◆ What to do: Leave out the pictures and copy the remaining records exactly.

◆ Dataset entries:

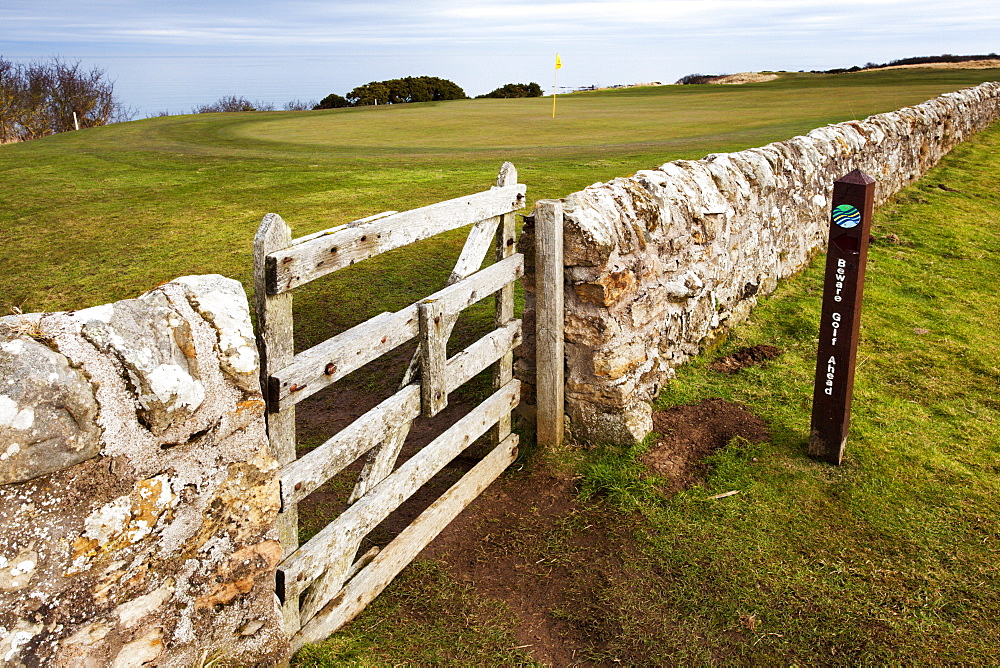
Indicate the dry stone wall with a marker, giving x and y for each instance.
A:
(138, 495)
(660, 262)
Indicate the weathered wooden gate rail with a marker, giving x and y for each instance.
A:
(323, 584)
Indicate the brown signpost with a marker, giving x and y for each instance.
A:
(850, 222)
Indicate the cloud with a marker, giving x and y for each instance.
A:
(313, 24)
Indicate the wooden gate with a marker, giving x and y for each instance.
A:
(324, 583)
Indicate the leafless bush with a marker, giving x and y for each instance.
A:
(299, 105)
(232, 103)
(40, 99)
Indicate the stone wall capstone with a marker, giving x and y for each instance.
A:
(138, 494)
(658, 263)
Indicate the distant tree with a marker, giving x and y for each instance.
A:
(332, 101)
(299, 105)
(232, 103)
(696, 78)
(516, 90)
(40, 99)
(408, 89)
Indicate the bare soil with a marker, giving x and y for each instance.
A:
(745, 358)
(528, 542)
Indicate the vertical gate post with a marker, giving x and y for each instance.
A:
(549, 358)
(503, 304)
(277, 349)
(840, 322)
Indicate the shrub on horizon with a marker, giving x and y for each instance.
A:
(40, 99)
(515, 90)
(232, 103)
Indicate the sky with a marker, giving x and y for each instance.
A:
(172, 55)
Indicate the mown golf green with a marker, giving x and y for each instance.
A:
(103, 214)
(888, 559)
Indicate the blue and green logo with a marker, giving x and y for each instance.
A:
(846, 216)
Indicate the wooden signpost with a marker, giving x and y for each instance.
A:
(850, 222)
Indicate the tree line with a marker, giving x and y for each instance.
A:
(396, 91)
(42, 98)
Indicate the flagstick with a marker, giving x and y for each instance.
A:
(555, 76)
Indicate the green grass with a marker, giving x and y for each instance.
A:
(104, 214)
(891, 557)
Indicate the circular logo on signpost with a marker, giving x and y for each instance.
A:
(846, 216)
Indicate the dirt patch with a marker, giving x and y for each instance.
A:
(744, 358)
(528, 543)
(691, 433)
(571, 575)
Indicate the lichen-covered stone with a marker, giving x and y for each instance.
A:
(662, 261)
(47, 410)
(162, 546)
(152, 342)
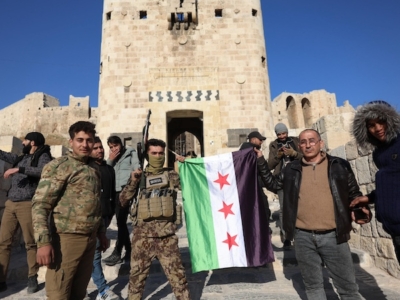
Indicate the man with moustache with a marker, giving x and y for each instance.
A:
(283, 150)
(124, 160)
(318, 190)
(154, 236)
(107, 197)
(25, 175)
(66, 214)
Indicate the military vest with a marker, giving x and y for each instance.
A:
(157, 201)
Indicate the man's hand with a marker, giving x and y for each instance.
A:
(135, 175)
(368, 216)
(10, 172)
(45, 255)
(359, 201)
(258, 152)
(180, 158)
(280, 153)
(289, 151)
(104, 242)
(113, 154)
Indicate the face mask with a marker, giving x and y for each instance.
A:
(27, 149)
(156, 164)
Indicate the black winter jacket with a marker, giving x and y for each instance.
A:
(344, 189)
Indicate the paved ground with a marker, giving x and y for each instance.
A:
(280, 280)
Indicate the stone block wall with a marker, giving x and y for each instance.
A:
(370, 237)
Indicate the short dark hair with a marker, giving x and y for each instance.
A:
(84, 126)
(155, 142)
(97, 140)
(313, 130)
(114, 140)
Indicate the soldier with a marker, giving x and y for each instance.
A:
(154, 235)
(69, 195)
(25, 175)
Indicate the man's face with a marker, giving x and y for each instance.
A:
(377, 128)
(156, 151)
(115, 147)
(98, 152)
(310, 145)
(257, 142)
(27, 146)
(282, 136)
(82, 144)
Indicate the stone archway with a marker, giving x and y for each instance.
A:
(180, 122)
(292, 112)
(307, 112)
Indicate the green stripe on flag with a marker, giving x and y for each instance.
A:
(198, 214)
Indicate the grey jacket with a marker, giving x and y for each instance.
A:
(127, 163)
(24, 183)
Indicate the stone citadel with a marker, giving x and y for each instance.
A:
(201, 67)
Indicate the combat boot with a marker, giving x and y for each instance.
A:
(113, 259)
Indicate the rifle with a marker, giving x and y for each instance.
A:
(141, 146)
(141, 152)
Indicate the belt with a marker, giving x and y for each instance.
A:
(318, 231)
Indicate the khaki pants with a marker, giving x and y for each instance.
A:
(165, 249)
(17, 214)
(68, 277)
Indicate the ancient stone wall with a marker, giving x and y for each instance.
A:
(369, 237)
(43, 113)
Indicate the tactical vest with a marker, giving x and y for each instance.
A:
(157, 201)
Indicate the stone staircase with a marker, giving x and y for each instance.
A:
(118, 275)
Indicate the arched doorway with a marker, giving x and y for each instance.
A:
(291, 112)
(307, 113)
(184, 133)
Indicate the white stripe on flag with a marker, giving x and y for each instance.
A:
(232, 224)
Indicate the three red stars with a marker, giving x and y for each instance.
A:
(226, 209)
(222, 180)
(231, 241)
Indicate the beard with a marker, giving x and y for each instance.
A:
(27, 149)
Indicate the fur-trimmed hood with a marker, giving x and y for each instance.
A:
(375, 110)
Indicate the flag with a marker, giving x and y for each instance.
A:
(225, 217)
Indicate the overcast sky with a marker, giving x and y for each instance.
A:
(347, 47)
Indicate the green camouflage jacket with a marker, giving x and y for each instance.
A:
(154, 228)
(69, 191)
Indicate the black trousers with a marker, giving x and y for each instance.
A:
(121, 214)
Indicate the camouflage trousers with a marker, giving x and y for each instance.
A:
(165, 249)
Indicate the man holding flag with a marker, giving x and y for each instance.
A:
(225, 218)
(154, 235)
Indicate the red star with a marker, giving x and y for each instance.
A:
(231, 241)
(222, 180)
(226, 209)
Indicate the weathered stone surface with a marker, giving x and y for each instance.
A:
(363, 172)
(351, 150)
(385, 249)
(339, 152)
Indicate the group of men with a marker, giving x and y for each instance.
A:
(64, 206)
(64, 216)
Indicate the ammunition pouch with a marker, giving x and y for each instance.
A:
(157, 204)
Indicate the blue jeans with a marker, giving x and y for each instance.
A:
(97, 273)
(311, 250)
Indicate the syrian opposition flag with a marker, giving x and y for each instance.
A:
(225, 217)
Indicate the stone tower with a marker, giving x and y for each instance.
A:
(200, 66)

◆ Exercise result:
Indicate the dry stone wall with a marker, giving x and y for each instance.
A:
(138, 495)
(660, 262)
Indicate the weathered wooden gate rail with a marker, giving x and y for each instance.
A:
(323, 584)
Indicate the brown signpost with a marker, giving x and y for each instance.
A:
(850, 222)
Indicate the cloud with a marker, giving x and y for each instance.
A:
(313, 24)
Indicate the wooden gate with a marker, giving x and y for each instance.
A:
(324, 583)
Indicate the leafless bush with a marker, giving x and y for each instance.
A:
(299, 105)
(232, 103)
(40, 99)
Indicate the stone wall capstone with a marker, giving x and y for each instance.
A:
(138, 494)
(658, 263)
Indicate the distant tree with a marker, giving x and y for each instance.
A:
(332, 101)
(299, 105)
(232, 103)
(696, 78)
(516, 90)
(40, 99)
(408, 89)
Indicate the bare soil with a marker, giving x and y for each instance.
A:
(745, 358)
(528, 542)
Indicate the vertical gate post with a marker, giving x and y for each instance.
A:
(549, 358)
(503, 304)
(277, 349)
(840, 322)
Indicate the shrub on horizon with a marker, giving x and y for each instance.
A:
(40, 99)
(515, 90)
(232, 103)
Indicate the sky with a marker, giving x and y for each instance.
A:
(172, 55)
Indicate the mown golf green with a marker, giving x and y for each instance.
A:
(103, 214)
(888, 559)
Indicate the blue and green logo with a marker, giving x and y for each instance.
A:
(846, 216)
Indicate the wooden signpost with a marker, giving x and y for each instance.
A:
(850, 222)
Indicate the tree line with a marker, giving x and y for each instance.
A:
(396, 91)
(42, 98)
Indicate the flagstick with a marker, giving x and y for each instance.
A:
(555, 76)
Indicate the green grass with a marker, giving x and y for each instance.
A:
(104, 214)
(891, 557)
Indicate the circular logo on signpost with a marker, giving x and y for each instance.
A:
(846, 216)
Indicate the dirt patch with a marker, giving x and y for each instance.
A:
(744, 358)
(528, 543)
(691, 433)
(571, 575)
Indicate the lichen-covered stone with a marker, giving x and y for each instance.
A:
(662, 261)
(47, 410)
(162, 546)
(152, 342)
Indicate the man with moustache with a marker, giving x and y for each instance.
A:
(283, 150)
(124, 160)
(318, 190)
(154, 236)
(107, 197)
(25, 175)
(66, 214)
Indicate the military vest with a marker, giving x and y for each instance.
A:
(157, 201)
Indicate the man's hand with a marker, giving x and y for each instance.
A:
(135, 175)
(368, 216)
(10, 172)
(45, 255)
(359, 201)
(258, 152)
(180, 158)
(280, 153)
(289, 151)
(104, 242)
(113, 154)
Indicate the face mask with a marker, giving x and y for each instance.
A:
(27, 149)
(156, 164)
Indicate the black winter jacket with a marker, giving x and y for each instance.
A:
(344, 189)
Indicate the paved ground with a marker, giving x and y for each instance.
A:
(280, 280)
Indicate the stone block wall with a marker, giving x and y for each instance.
A:
(370, 237)
Indicate the short dark hair with a marker, giving x and y for each instance.
A:
(84, 126)
(155, 142)
(97, 140)
(313, 130)
(114, 140)
Indicate the soldier with a marker, giving x and y for each instance.
A:
(154, 235)
(69, 195)
(25, 175)
Indicate the man's face with a marker, giving x and y for each instance.
A:
(377, 128)
(156, 151)
(115, 147)
(98, 152)
(310, 145)
(257, 142)
(27, 146)
(282, 136)
(82, 144)
Indicate the stone archway with a marker, giving x and y for each instance.
A:
(180, 122)
(292, 112)
(307, 112)
Indicate the green stripe on flag with a marker, giving x and y for each instance.
A:
(198, 214)
Indicate the grey jacket with a marker, giving x and y for each instance.
A:
(127, 163)
(24, 183)
Indicate the stone citadel with a marker, giving x and y for each instance.
A:
(201, 67)
Indicate the combat boot with a marker, giving x and y for each instance.
A:
(113, 259)
Indicate the rifle with a marker, giving x and y for each instance.
A:
(141, 146)
(141, 152)
Indicate the belt with a marker, giving x and y for each instance.
A:
(318, 231)
Indicate the khaki pants with a marker, giving x and y for each instance.
A:
(165, 249)
(17, 214)
(68, 277)
Indicate the ancient stone wall with a marker, giving x and y for each instance.
A:
(369, 237)
(43, 113)
Indicate the tactical vest with a marker, giving x and y for each instance.
A:
(157, 201)
Indicate the stone staircase with a marker, giving x and y for each instance.
A:
(118, 275)
Indicate the arched doorway with a marker, giving x and y for each instance.
A:
(291, 112)
(307, 113)
(184, 133)
Indicate the white stripe on flag with a marker, giving x and y for each instance.
A:
(232, 224)
Indicate the three red stars with a marker, giving x and y for each instance.
A:
(226, 209)
(222, 180)
(231, 241)
Indicate the beard with a marker, giving x and y for each instance.
A:
(27, 149)
Indicate the fur-trimmed hood with a marker, giving x and y for each instance.
A:
(375, 110)
Indicate the flag with a marker, giving x and y for each instance.
A:
(225, 217)
Indicate the overcast sky with a marker, giving x and y for each instance.
A:
(347, 47)
Indicate the green camouflage jacket with a marker, giving x and y for each instance.
A:
(154, 228)
(69, 191)
Indicate the black trousers with a marker, giving x and y for each instance.
A:
(121, 214)
Indicate the camouflage trousers with a marker, giving x and y for each instance.
A:
(165, 249)
Indicate the man holding flag with a marker, giving x and y for each instance.
A:
(225, 218)
(154, 235)
Indicate the red star with a marker, giving x and y for each instance.
A:
(231, 241)
(222, 180)
(226, 209)
Indicate the weathered stone surface with a marker, giving x and y for each instance.
A:
(363, 172)
(351, 150)
(385, 249)
(339, 152)
Indicate the group of men with a marker, giving x and y for each instance.
A:
(64, 206)
(64, 216)
Indicate the ammunition pouch with a marker, giving x and y for each instance.
A:
(157, 204)
Indicate the blue jeans with a marker, giving x and y for each instance.
A:
(97, 273)
(311, 250)
Indicate the syrian opposition flag with a marker, giving x and y for each instance.
A:
(225, 217)
Indicate the stone tower with a marker, giving x and y for each instance.
A:
(200, 66)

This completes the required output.